ABOUT THIS EXERCISE → Only the pictures stay out; every record is to be quoted exactly.

(Excerpts from a dataset)

========

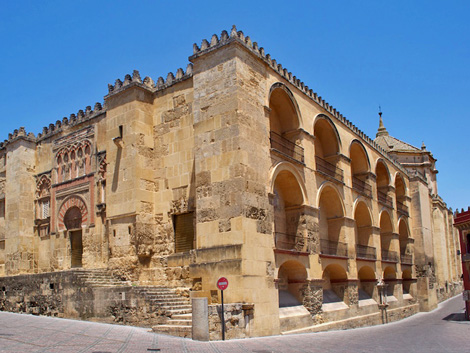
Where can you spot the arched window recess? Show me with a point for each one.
(360, 169)
(383, 184)
(327, 149)
(400, 196)
(284, 124)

========

RESULT OF THE TASK →
Where can you spot the arched window recess? Show me with a point for each one.
(360, 169)
(383, 184)
(327, 149)
(400, 196)
(284, 124)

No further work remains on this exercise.